Stated goal: Convert everything from the start of the entries below down to and including the line containing "641 337 L 636" into a JSON list of strings, one string per line, with blank lines left out. Leave the pictures out of the answer.

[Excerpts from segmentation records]
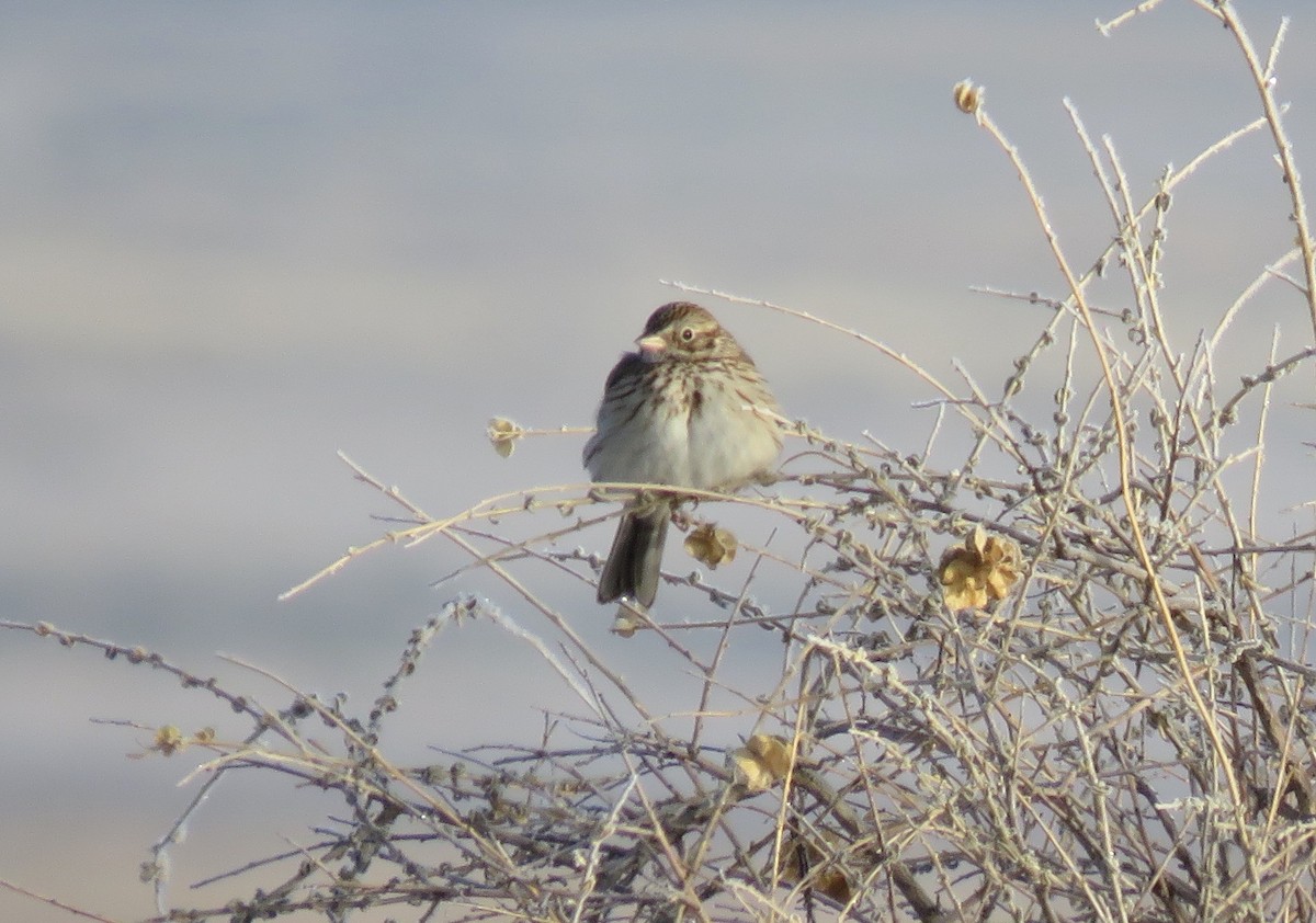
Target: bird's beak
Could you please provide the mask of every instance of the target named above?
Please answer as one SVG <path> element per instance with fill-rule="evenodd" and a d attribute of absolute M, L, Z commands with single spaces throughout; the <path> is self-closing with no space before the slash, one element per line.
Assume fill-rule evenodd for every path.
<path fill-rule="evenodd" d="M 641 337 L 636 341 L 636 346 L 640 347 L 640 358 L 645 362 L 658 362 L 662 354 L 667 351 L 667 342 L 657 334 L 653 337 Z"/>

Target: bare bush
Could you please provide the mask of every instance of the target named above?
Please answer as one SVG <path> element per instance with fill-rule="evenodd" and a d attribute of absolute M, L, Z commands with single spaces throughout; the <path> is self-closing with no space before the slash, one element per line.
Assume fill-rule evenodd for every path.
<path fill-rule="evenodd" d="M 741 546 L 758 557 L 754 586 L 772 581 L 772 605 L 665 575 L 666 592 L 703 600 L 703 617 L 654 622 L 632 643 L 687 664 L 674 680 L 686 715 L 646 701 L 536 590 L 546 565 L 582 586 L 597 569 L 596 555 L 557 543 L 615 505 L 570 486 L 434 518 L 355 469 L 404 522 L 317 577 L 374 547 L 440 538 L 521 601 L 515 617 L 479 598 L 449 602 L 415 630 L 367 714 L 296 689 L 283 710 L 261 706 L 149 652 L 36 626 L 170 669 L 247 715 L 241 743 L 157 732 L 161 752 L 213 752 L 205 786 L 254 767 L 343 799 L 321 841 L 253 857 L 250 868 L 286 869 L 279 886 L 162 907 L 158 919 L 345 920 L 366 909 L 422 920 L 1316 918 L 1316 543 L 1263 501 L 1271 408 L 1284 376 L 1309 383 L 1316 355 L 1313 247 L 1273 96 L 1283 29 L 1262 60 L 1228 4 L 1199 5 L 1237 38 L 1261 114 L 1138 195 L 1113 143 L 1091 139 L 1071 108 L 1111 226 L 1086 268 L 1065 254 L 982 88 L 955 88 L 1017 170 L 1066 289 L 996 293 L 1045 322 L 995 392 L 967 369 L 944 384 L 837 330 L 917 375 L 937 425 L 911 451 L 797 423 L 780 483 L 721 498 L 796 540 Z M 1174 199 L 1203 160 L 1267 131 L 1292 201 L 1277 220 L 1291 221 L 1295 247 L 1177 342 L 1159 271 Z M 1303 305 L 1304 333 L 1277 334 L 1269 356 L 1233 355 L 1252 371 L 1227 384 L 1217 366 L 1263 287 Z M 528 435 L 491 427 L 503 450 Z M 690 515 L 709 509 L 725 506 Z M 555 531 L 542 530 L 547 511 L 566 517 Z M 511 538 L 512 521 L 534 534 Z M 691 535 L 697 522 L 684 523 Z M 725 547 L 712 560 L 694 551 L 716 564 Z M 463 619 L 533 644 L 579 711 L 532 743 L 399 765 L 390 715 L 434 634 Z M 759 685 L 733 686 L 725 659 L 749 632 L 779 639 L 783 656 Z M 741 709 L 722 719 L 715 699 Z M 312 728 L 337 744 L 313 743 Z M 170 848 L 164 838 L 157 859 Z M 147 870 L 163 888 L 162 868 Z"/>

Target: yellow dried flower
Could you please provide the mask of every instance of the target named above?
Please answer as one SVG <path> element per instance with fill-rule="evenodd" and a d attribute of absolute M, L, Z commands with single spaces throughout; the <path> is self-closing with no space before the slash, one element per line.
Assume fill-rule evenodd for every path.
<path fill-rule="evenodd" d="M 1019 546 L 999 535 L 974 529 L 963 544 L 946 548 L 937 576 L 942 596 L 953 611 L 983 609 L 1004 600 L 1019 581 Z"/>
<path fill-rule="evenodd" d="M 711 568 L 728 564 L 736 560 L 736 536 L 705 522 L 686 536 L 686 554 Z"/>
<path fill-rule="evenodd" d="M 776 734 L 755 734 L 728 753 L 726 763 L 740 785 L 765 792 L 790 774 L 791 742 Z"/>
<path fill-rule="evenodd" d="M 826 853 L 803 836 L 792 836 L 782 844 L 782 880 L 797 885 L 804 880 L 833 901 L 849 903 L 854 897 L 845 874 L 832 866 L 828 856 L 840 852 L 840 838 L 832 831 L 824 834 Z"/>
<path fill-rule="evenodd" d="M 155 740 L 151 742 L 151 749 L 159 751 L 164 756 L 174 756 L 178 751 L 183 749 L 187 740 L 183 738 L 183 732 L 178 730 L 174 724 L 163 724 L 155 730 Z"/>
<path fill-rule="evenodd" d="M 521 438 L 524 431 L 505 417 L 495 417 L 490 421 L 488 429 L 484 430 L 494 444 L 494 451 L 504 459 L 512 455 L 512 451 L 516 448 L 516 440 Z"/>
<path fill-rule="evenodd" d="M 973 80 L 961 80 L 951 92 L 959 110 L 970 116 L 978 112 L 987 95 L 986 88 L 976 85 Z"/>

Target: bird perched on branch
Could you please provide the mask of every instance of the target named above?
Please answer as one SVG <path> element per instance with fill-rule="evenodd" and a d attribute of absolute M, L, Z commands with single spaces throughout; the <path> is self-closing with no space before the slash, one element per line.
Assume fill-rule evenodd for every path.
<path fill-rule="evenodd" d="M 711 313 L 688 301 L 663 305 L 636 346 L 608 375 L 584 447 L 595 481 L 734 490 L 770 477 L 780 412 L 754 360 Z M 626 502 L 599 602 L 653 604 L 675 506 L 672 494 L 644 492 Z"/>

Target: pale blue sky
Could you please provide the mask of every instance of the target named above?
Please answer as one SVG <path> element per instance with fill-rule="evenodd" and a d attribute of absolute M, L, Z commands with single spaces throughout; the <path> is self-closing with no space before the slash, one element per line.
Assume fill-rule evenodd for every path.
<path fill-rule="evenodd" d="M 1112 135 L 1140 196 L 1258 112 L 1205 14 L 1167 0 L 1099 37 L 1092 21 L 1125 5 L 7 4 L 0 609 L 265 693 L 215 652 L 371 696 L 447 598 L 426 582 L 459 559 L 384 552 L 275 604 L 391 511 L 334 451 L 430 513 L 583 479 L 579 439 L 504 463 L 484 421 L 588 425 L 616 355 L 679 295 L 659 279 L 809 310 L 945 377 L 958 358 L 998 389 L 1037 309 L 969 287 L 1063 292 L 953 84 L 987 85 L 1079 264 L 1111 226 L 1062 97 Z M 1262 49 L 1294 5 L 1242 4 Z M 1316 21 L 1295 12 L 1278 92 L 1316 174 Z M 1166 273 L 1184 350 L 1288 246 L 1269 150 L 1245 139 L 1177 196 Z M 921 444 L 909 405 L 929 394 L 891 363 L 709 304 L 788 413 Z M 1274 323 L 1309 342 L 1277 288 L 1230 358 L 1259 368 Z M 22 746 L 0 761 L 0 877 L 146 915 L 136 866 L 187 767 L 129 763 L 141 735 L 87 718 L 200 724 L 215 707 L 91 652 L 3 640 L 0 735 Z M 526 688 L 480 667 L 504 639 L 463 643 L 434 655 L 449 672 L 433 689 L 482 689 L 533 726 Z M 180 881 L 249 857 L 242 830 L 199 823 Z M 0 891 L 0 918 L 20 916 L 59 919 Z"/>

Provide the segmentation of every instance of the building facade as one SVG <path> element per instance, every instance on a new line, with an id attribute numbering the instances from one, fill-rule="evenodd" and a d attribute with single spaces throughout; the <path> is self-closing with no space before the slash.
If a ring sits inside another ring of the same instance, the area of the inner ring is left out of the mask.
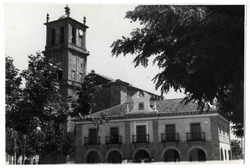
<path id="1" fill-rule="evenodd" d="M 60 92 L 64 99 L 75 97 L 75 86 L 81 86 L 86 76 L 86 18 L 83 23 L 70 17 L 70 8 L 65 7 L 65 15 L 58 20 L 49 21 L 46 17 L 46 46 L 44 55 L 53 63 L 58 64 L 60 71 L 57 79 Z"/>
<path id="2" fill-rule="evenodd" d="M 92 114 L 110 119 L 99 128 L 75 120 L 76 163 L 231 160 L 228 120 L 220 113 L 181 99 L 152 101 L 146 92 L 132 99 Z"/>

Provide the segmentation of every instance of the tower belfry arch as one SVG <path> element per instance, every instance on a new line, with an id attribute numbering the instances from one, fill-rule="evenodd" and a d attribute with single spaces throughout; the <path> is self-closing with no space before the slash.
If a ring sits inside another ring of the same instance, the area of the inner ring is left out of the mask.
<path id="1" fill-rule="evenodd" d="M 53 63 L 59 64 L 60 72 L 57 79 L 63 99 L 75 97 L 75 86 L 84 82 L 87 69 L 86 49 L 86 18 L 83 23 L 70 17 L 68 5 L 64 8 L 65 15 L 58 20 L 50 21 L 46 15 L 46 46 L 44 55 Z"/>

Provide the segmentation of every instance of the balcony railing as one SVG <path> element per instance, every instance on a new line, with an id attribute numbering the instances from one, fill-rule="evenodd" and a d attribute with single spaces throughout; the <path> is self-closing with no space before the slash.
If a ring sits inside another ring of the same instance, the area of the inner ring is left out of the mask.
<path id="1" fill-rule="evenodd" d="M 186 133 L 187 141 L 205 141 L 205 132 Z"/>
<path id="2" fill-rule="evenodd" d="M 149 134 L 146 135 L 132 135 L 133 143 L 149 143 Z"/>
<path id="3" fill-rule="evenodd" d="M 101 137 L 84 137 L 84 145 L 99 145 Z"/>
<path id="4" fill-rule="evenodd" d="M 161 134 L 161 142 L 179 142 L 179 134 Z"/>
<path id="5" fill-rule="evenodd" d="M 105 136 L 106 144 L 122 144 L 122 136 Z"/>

Answer to the problem:
[
  "Target: bird's beak",
  "Could you please provide the mask of every instance of the target named above?",
  "Please answer as one SVG <path> element per instance with fill-rule=\"evenodd\" and a d attribute of absolute M, L, Z commands with single spaces throughout; the <path> is self-closing with no space before the slash, one element per line.",
  "Assume fill-rule evenodd for every path.",
  "<path fill-rule=\"evenodd\" d=\"M 641 337 L 636 341 L 636 346 L 640 347 L 640 358 L 645 362 L 658 362 L 662 354 L 667 351 L 667 342 L 657 334 L 653 337 Z\"/>"
]